**Things to do**:
1 – According to the review of the Kusama documentary, in what year did Kusama move to New York?
2 – From the review of the Kusama documentary, extract the passage between "Who has not" and "diagnosis of schizophrenia.", inclusive.

-- Document section follows --

Who said being an artist was easy? Today Japanese artist Yayoi Kusama is known as the top-selling woman artist in the world, but it’s hard to believe how many difficulties she had to overcome before she got to where she is now. Or perhaps, not so hard to believe, since a woman who aspires to become a “great artist” typically finds barricade after barricade thrown in her path, simply because she is female. The new documentary about her and her work, Kusama—Infinity by Heather Lenz, is a fast-paced and engrossing look at the personal struggles and public career of this remarkable artist.
Who has not seen her dot-covered objects, her pumpkins (in prints, paintings, sculpture), her immersive roomful installations in person or in reproduction? In Los Angeles we have the chance to stand in one of her Infinity Mirror Rooms at The Broad—for only a minute, but what a minute as we look into pinpoints of lights, stretching into infinity.
Born to a well-to-do family in Matsumoto City in 1929, Kusama began drawing and painting repetitive dot and net motifs at age 10. In interviews she is candid about her hallucinations—at times seeing the world covered in dots or flowers (her father ran a seed company)—and her later diagnosis of schizophrenia.
Despite being discouraged by her conservative family, she was determined to become a successful artist. In 1958 she moved to New York, and set up a studio—the word gutsy comes to mind. She was soon painting the Net Paintings for which she would become known, as well as making soft sculpture—creating roomful of objects covered or filled with phallic-shaped stuffed cloth. Lenz makes the rather bold assertion that Kusama profoundly influenced the New York art scene—soon after an exhibition of Kusama’s soft sculpture pieces, for example, Claes Oldenburg launched onto his soft sculpture series. Much of the evidence presented is circumstantial, but it does indicate that Kusama was often ahead of the curve, even in an art art world dominated by men.

-- Document section concluded --
-- Supplied records follows --

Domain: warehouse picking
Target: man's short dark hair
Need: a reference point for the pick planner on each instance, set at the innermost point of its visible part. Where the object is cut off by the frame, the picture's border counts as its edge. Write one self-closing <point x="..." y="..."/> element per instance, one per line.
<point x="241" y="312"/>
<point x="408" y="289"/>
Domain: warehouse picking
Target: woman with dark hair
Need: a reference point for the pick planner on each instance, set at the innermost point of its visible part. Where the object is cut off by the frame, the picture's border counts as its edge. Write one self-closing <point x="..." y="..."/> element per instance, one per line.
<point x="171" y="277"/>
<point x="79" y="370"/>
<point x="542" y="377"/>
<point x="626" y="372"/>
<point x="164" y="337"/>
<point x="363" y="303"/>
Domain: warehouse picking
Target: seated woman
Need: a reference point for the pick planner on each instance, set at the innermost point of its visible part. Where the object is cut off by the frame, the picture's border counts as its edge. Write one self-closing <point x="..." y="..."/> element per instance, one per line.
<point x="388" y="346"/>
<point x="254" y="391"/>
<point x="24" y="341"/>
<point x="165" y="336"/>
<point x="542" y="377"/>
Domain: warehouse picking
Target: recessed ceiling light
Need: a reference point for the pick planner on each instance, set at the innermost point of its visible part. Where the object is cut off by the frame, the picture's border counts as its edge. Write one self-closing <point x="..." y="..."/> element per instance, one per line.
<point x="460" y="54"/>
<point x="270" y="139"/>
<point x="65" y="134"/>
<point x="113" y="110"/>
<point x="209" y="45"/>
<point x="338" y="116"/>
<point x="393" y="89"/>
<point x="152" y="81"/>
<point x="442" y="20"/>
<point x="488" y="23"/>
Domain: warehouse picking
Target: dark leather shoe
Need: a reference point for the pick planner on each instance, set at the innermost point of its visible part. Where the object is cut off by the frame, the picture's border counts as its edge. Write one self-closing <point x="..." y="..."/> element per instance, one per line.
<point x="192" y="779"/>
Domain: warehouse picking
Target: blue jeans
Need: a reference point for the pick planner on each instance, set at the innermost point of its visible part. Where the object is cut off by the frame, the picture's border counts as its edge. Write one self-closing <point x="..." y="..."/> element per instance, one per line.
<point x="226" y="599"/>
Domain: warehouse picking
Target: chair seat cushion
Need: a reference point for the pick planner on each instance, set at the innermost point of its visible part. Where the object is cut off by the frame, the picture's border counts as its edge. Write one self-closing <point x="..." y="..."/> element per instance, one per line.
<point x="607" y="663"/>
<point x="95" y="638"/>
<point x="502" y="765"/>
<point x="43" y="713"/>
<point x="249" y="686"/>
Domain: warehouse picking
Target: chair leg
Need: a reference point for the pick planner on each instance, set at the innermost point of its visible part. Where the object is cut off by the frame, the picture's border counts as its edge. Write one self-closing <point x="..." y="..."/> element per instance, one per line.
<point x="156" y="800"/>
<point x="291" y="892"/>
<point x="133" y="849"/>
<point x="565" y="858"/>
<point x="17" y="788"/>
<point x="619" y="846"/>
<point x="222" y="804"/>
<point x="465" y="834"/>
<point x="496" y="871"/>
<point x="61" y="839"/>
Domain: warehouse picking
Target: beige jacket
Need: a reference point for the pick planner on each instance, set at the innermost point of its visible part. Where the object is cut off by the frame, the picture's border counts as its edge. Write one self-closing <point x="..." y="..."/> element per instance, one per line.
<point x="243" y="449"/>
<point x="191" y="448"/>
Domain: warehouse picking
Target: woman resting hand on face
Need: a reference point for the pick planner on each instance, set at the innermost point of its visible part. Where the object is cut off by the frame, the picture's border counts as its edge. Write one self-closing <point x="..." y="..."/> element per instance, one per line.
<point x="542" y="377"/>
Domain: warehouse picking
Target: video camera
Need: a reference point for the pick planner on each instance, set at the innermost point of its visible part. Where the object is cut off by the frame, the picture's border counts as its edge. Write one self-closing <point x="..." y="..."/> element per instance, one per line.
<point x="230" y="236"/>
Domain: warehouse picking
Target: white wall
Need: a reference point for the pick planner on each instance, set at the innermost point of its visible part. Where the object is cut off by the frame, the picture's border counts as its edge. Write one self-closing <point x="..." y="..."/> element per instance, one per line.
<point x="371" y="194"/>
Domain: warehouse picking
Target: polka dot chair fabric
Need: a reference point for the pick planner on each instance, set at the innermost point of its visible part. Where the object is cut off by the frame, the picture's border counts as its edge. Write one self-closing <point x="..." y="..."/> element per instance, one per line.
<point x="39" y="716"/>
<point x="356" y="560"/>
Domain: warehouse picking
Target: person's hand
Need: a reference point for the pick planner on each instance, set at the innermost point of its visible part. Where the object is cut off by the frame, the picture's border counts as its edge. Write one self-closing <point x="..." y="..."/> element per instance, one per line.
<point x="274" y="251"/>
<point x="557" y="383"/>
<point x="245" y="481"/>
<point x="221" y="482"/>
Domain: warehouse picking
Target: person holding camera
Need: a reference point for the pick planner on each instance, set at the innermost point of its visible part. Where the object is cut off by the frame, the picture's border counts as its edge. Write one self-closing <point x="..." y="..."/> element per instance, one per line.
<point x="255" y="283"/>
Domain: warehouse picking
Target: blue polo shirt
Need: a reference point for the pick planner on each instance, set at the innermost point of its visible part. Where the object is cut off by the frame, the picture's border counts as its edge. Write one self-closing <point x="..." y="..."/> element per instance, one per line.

-- Supplied records concluded --

**Results by task**:
1 – 1958

2 –
Who has not seen her dot-covered objects, her pumpkins (in prints, paintings, sculpture), her immersive roomful installations in person or in reproduction? In Los Angeles we have the chance to stand in one of her Infinity Mirror Rooms at The Broad—for only a minute, but what a minute as we look into pinpoints of lights, stretching into infinity.
Born to a well-to-do family in Matsumoto City in 1929, Kusama began drawing and painting repetitive dot and net motifs at age 10. In interviews she is candid about her hallucinations—at times seeing the world covered in dots or flowers (her father ran a seed company)—and her later diagnosis of schizophrenia.